- Reading text -

* * *

Younger, healthy siblings of patients with schizophrenia show significant brain abnormalities, researchers report in the Archives of General Psychiatry. However, these abnormalities may only be temporary.
It appears that these siblings "share some of the brain ... abnormalities at least in early ages," lead investigator Dr. Nitin Gogtay told Reuters Health. "This would suggest that the ... abnormalities seen in schizophrenia may be genetically influenced, at least in certain parts of the brain."
Gogtay of the National Institutes of Health, Bethesda, Maryland, and colleagues used MRI to examine the brains of 52 healthy siblings of patients with childhood-onset schizophrenia and compared the findings to the MRI scans of healthy individuals without a sibling with schizophrenia.

* * *

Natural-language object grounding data

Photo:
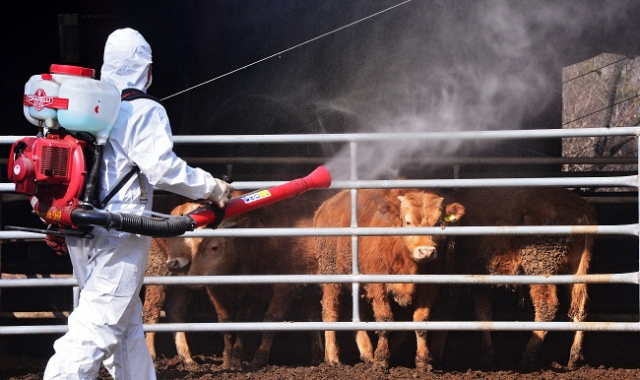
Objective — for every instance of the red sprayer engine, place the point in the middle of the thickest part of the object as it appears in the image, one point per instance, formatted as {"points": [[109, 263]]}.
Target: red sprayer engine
{"points": [[75, 112]]}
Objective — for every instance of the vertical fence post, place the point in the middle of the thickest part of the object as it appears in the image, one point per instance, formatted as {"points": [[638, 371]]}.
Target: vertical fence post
{"points": [[355, 287]]}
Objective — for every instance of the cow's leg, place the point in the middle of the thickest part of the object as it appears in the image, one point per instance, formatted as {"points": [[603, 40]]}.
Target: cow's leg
{"points": [[279, 306], [365, 348], [545, 302], [154, 299], [448, 297], [422, 312], [177, 300], [330, 313], [224, 315], [382, 313], [484, 313], [579, 297]]}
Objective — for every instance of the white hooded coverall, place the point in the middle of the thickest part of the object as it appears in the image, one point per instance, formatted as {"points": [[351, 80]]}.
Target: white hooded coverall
{"points": [[106, 327]]}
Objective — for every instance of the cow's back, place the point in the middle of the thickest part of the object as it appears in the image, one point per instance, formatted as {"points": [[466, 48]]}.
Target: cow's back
{"points": [[376, 208]]}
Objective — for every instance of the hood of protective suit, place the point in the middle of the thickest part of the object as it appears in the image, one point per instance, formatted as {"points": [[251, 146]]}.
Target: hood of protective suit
{"points": [[127, 56]]}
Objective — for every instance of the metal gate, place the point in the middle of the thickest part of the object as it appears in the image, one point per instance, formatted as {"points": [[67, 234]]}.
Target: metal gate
{"points": [[352, 141]]}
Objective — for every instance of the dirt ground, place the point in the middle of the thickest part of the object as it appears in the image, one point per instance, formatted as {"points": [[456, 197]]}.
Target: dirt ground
{"points": [[209, 370], [609, 355]]}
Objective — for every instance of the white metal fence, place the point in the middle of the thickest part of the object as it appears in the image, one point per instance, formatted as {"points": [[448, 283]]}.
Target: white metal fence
{"points": [[631, 278]]}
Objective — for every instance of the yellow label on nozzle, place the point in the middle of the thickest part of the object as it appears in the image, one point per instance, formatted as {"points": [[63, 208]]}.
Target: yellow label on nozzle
{"points": [[256, 196]]}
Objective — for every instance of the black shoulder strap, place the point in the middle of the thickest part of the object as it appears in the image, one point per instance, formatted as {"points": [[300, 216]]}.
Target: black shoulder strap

* * *

- Tasks to perform -
[a] According to the report on siblings of schizophrenia patients, how many healthy siblings had their brains examined with MRI?
[b] Carry on with the report on brain abnormalities in siblings of schizophrenia patients, starting after its last sentence.
The records were taken from a different source than the text.

- Outputs in order -
[a] 52

[b]
The siblings showed abnormalities in the "gray matter" of the brain relative to the comparison group. The gray matter is the portion of the brain that controls sensory perception, including sight and hearing, memory, emotions and speech. However, these deficits disappeared in the siblings by the age of 20 years.
So, despite a possible genetic influence, continued Gogtay, "in the case of healthy siblings there are probably other protective factors that result in normalization of the brain abnormalities by age 20."
"This normalization process," he concluded, "also appears related to their level of overall functioning, suggesting a plastic — flexible — relationship between gray matter deficits and functioning."